Requirement: However many lines the data holds, transcribe them all exactly.

(Region pointing data)
* * *

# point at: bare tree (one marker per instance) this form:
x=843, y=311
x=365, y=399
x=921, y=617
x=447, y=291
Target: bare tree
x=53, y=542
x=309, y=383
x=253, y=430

* * *

Solution for this task:
# point at: bare tree (one marker per instance) this form:
x=843, y=311
x=365, y=399
x=921, y=617
x=447, y=291
Target: bare tree
x=53, y=542
x=309, y=383
x=253, y=430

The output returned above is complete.